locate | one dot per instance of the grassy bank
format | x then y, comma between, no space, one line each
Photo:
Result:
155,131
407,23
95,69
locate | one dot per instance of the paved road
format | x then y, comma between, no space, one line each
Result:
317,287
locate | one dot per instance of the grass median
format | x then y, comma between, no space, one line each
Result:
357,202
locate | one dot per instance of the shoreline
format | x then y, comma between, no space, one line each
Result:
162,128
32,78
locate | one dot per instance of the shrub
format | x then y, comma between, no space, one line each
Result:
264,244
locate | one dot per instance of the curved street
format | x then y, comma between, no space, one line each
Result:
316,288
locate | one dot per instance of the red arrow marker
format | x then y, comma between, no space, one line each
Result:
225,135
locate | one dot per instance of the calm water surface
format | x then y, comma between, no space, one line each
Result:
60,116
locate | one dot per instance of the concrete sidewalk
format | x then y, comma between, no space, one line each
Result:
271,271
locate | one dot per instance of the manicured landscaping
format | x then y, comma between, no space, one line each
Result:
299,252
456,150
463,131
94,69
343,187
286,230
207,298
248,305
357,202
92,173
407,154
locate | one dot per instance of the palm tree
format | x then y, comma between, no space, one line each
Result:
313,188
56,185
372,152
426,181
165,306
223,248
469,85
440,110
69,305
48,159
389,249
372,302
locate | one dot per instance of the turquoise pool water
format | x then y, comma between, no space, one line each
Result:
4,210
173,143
......
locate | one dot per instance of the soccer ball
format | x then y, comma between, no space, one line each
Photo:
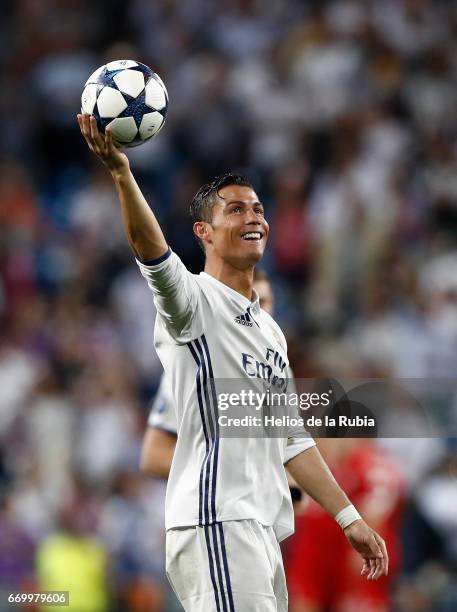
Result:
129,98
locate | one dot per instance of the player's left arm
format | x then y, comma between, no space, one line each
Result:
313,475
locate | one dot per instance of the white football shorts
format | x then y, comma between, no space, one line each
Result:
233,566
......
About this task: Copy all lines of the records in which the string "water" can be found.

Finished task:
locate | one dot per instance of the calm water surface
locate | one dot per instance of the turquoise pool water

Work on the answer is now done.